======== GIVEN TEXT

Considering the Rohingyas in Rakhine state, they have lived in Burma in Rakhine state for generations, if not for several hundred years. The former military regime’s 1984 law excluded them from among the nation’s 135 recognized ethnicities, denying the Rohingyas citizenship and basic rights. Neighboring Bangladesh, a predominantly Islamic country, also denies citizenship to Rohingyas presently living within its own borders. It is not surprising that the United Nations views the Rohingyas as “one of the world’s most persecuted minorities.”
Burma, or Myanmar, is still in a delicate transition to democracy after fifty years of military dictatorship. The current 2008 constitution reserves one quarter of the seats in both legislative bodies to delegates from the tatmadaw/military. It is hard to imagine Burma going back to its dark ages, yet within recent memory we can recall the dissolution Yugoslavia and Czechoslovakia into ethnic and religious enclaves when soviet-style dictatorship ended. I hope for better in Burma. And look to the government of Burma, including President Thien Sein and Daw Aung San Suu Kyi to play an active and nonviolent role in resolving conflicts between Buddhists, Muslims, and all ethnic groups. Central to this resolution is a guarantee of citizenship, human and religious rights to all Burma’s diverse inhabitants.
Although we have seen the rise of so-called Buddhist nationalism in Burma, with organizations like “969” spreading fear and hatred, and prominent monks like Ven. Wirathu preaching against a far-fetched Muslim mission to take over the country, there are countless open-minded citizens and monks who simply desire peace and harmony. May they have the courage to speak out.

================

> _GOALS_
- 1) In the given text, how many recognized ethnicities did the 1984 law list, with the Rohingyas left out?
- 2) Gather every line of the records that contains the word "photo", and copy each of those lines in full.

======== THE INPUT

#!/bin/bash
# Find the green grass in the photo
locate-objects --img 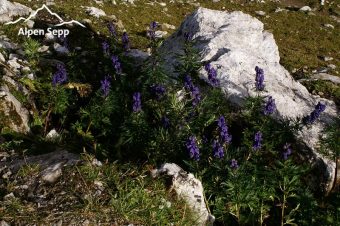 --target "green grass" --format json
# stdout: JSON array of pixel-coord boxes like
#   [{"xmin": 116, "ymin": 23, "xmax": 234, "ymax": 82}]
[{"xmin": 0, "ymin": 154, "xmax": 195, "ymax": 225}]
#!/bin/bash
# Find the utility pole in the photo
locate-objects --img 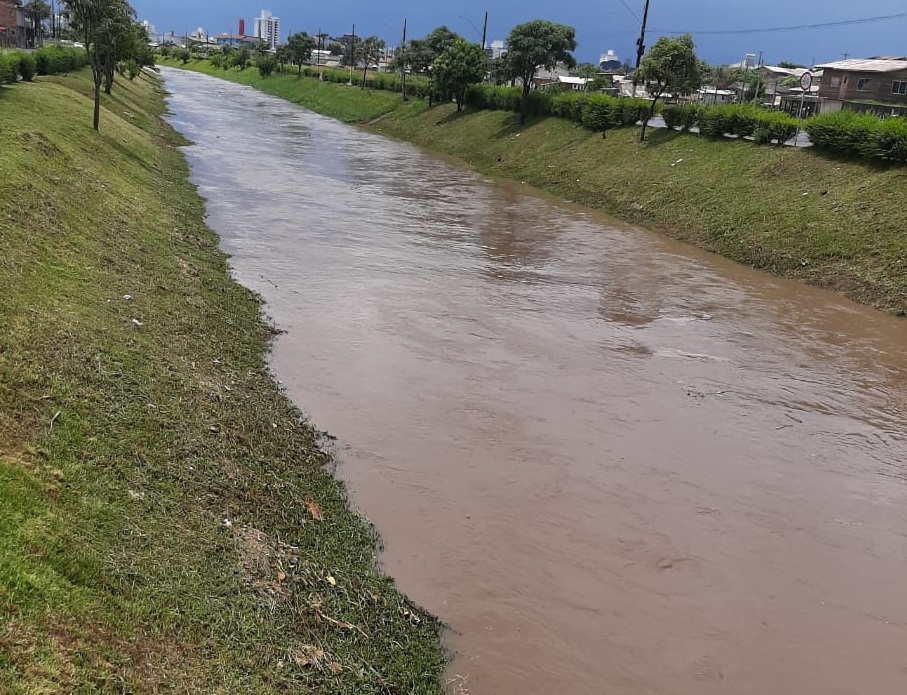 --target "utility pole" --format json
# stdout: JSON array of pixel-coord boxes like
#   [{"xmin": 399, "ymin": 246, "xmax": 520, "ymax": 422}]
[
  {"xmin": 400, "ymin": 19, "xmax": 407, "ymax": 101},
  {"xmin": 350, "ymin": 24, "xmax": 356, "ymax": 86},
  {"xmin": 633, "ymin": 0, "xmax": 649, "ymax": 97},
  {"xmin": 482, "ymin": 10, "xmax": 488, "ymax": 51}
]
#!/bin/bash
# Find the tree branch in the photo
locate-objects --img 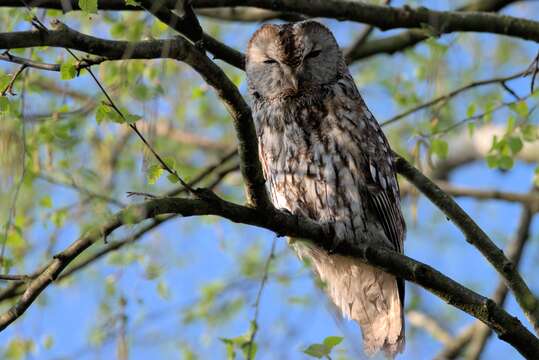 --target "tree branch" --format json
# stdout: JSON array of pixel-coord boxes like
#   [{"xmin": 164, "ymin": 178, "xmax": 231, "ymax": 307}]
[
  {"xmin": 0, "ymin": 195, "xmax": 539, "ymax": 358},
  {"xmin": 198, "ymin": 0, "xmax": 539, "ymax": 42},
  {"xmin": 396, "ymin": 155, "xmax": 539, "ymax": 332},
  {"xmin": 348, "ymin": 0, "xmax": 528, "ymax": 62},
  {"xmin": 434, "ymin": 198, "xmax": 535, "ymax": 360},
  {"xmin": 0, "ymin": 21, "xmax": 272, "ymax": 208}
]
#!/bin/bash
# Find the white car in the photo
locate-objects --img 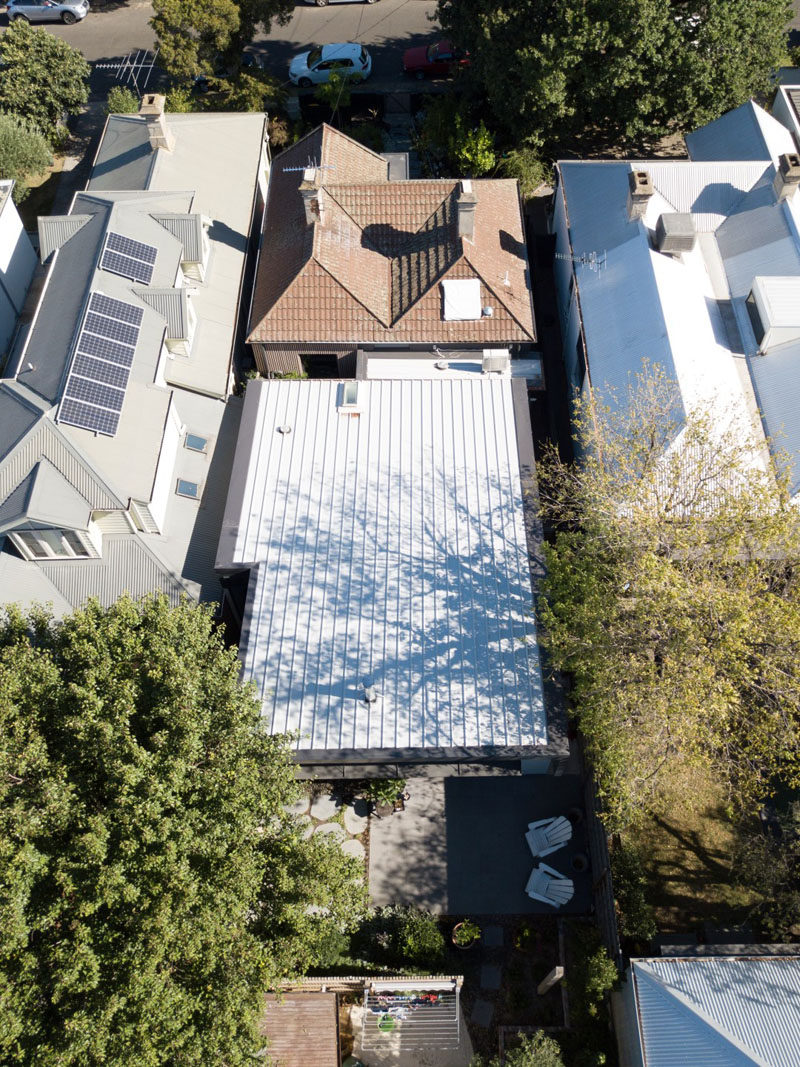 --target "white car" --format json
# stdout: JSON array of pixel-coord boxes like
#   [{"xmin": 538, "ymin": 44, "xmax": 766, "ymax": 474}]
[{"xmin": 289, "ymin": 42, "xmax": 372, "ymax": 89}]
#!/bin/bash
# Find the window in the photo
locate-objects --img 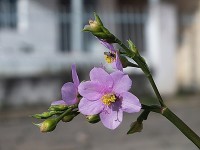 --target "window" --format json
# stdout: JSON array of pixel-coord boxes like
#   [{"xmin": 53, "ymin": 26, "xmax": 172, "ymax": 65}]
[
  {"xmin": 59, "ymin": 0, "xmax": 71, "ymax": 52},
  {"xmin": 0, "ymin": 0, "xmax": 17, "ymax": 29}
]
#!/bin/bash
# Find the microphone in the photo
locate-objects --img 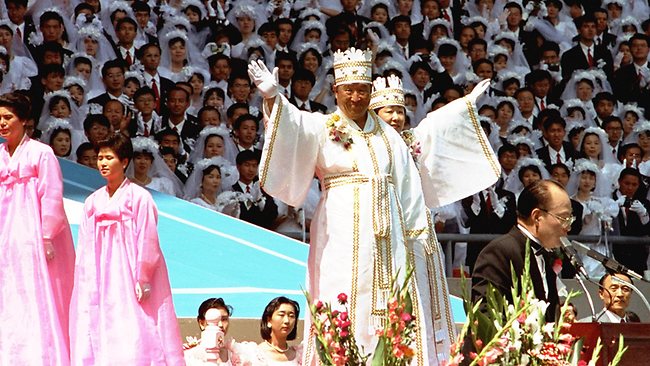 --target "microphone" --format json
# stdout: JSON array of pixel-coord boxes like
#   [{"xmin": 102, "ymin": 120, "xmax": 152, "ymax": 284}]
[
  {"xmin": 560, "ymin": 239, "xmax": 644, "ymax": 281},
  {"xmin": 560, "ymin": 236, "xmax": 589, "ymax": 278}
]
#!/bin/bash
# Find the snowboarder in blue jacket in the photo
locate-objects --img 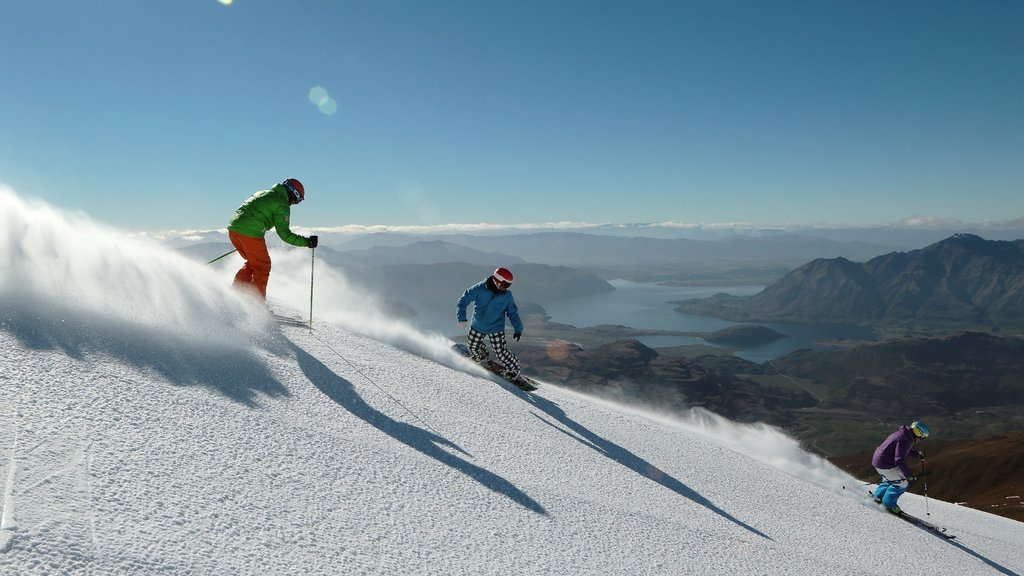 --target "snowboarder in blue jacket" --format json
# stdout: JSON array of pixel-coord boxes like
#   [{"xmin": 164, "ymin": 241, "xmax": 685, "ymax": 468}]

================

> _COMPLETED EXERCISE_
- 1) 135

- 2)
# Find the green grass in the photo
# Find the utility pole in the photo
# Find the tree branch in the photo
# Find the white car in the photo
# Find the window in the photo
# Find the microphone in the photo
# Find the snowboarder in blue jacket in the photo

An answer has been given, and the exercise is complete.